SELECTED EXCERPT →
########################################

Model Tuning Patterns

Overview

Comprehensive hyperparameter optimization using the tune package. Covers grid search, iterative search, racing methods, and Bayesian optimization.

Tunable Parameters

Marking Parameters for Tuning

library(tidymodels)

# Use tune() placeholder in model specification
rf_spec <- rand_forest(
  mtry = tune(),
  trees = 1000,
  min_n = tune()
) |>
  set_engine("ranger") |>
  set_mode("classification")

# Tune recipe steps
rec <- recipe(outcome ~ ., data = train) |>
  step_pca(all_numeric_predictors(), num_comp = tune()) |>
  step_normalize(all_numeric_predictors())

Parameter Objects (dials)

library(dials)

# View parameter information
mtry()
min_n()
trees()
learn_rate()
penalty()

########################################

SET EXERCISE →
Can you set down, word for word, the part of the model tuning page that opens with the words containing "# Tune recipe" and closes with "Parameter Objects (dials)"?

Entries pointing to named objects:
########################################

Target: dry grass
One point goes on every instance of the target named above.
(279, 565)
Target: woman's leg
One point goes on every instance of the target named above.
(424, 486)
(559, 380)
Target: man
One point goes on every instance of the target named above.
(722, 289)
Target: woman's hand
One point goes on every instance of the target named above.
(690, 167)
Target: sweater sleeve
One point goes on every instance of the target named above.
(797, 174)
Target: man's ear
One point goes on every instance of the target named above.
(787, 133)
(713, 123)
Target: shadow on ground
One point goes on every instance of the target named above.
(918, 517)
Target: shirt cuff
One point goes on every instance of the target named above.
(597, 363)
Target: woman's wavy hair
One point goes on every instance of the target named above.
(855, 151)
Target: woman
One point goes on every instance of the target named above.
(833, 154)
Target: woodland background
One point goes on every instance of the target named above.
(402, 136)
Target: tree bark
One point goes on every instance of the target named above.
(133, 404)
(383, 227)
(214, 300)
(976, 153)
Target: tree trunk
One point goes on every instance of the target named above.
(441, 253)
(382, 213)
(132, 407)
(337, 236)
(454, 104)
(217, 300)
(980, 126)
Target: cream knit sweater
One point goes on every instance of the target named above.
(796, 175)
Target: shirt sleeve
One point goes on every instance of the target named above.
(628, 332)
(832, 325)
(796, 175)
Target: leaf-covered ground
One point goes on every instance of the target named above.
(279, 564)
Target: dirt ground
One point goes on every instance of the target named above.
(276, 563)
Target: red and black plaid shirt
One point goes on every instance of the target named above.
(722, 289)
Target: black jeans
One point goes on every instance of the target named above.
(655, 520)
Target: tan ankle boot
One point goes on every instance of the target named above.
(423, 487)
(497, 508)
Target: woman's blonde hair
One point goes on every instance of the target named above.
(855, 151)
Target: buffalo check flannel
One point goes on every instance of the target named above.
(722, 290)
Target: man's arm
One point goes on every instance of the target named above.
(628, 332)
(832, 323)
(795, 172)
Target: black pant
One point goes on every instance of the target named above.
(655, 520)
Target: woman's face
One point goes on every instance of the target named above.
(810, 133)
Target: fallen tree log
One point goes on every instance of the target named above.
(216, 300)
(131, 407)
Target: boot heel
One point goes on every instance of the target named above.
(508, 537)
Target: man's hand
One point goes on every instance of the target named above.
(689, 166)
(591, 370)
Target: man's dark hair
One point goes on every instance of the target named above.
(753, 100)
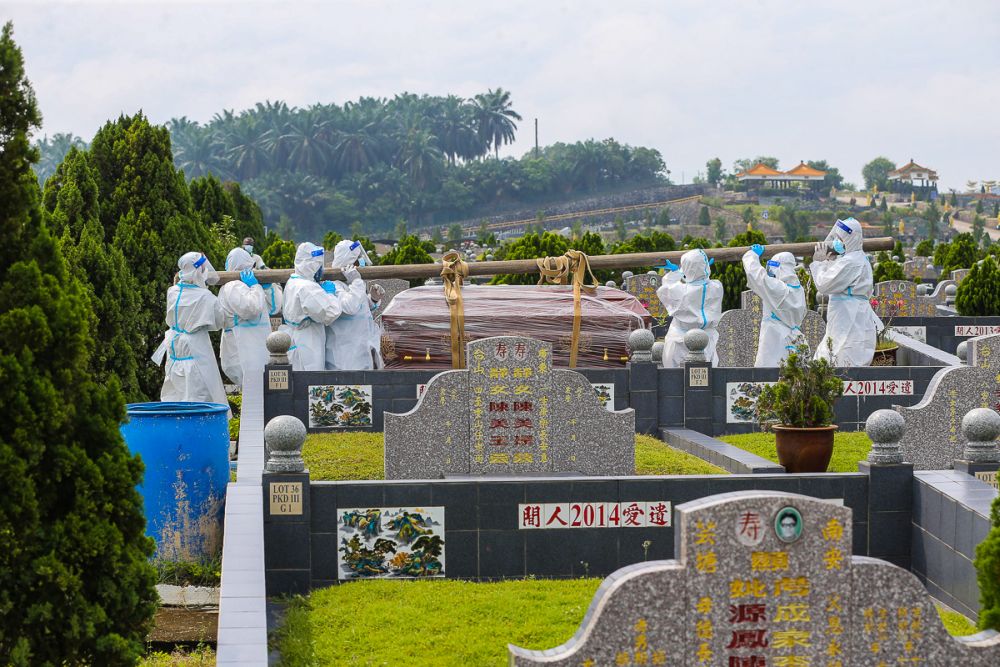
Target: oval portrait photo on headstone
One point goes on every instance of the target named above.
(788, 524)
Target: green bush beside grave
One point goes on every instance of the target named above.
(359, 622)
(848, 448)
(347, 456)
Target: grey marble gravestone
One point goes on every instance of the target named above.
(933, 436)
(739, 331)
(742, 594)
(920, 267)
(938, 295)
(643, 287)
(899, 298)
(509, 413)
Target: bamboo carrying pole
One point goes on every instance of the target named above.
(523, 266)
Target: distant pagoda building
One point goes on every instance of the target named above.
(761, 176)
(911, 177)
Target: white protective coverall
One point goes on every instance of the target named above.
(851, 323)
(354, 336)
(784, 306)
(243, 349)
(192, 374)
(308, 309)
(694, 302)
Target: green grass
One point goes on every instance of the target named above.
(349, 456)
(201, 656)
(956, 624)
(848, 448)
(443, 622)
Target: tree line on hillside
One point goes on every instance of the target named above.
(424, 159)
(76, 586)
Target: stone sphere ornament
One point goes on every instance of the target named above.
(284, 436)
(885, 428)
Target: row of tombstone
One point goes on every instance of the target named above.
(763, 579)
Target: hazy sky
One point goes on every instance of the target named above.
(917, 78)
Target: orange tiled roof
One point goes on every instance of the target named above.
(911, 166)
(760, 169)
(805, 170)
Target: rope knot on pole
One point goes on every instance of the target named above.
(454, 271)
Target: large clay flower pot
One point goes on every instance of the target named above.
(804, 449)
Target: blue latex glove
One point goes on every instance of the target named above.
(248, 278)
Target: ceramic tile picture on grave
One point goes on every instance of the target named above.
(390, 542)
(605, 394)
(741, 401)
(340, 406)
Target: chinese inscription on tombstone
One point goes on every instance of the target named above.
(763, 580)
(510, 412)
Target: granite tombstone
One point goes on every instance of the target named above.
(933, 438)
(899, 298)
(509, 413)
(763, 579)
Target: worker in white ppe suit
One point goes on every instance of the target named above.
(693, 302)
(784, 304)
(309, 307)
(353, 340)
(247, 307)
(842, 272)
(192, 373)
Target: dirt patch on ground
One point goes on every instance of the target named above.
(175, 625)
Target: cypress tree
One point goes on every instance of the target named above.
(146, 212)
(75, 582)
(71, 205)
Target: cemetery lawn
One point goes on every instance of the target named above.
(359, 456)
(442, 622)
(849, 448)
(450, 622)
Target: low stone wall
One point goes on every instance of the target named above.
(951, 511)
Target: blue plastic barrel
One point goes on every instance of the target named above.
(185, 448)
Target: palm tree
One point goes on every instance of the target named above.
(420, 157)
(199, 153)
(495, 119)
(454, 128)
(307, 142)
(247, 149)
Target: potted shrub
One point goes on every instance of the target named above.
(799, 409)
(885, 347)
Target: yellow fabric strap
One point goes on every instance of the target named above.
(453, 272)
(555, 270)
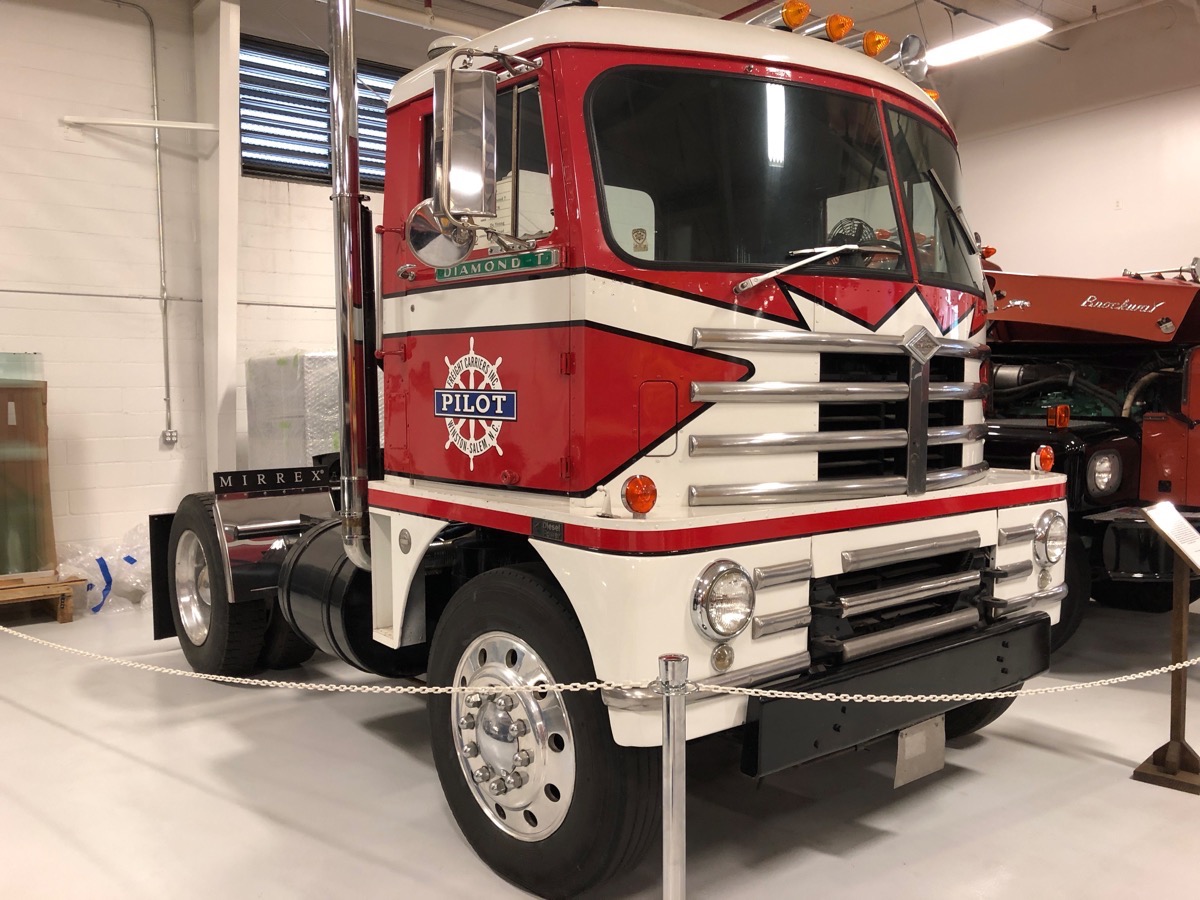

########################################

THE REPLY →
# Tune recipe steps
rec <- recipe(outcome ~ ., data = train) |>
  step_pca(all_numeric_predictors(), num_comp = tune()) |>
  step_normalize(all_numeric_predictors())

Parameter Objects (dials)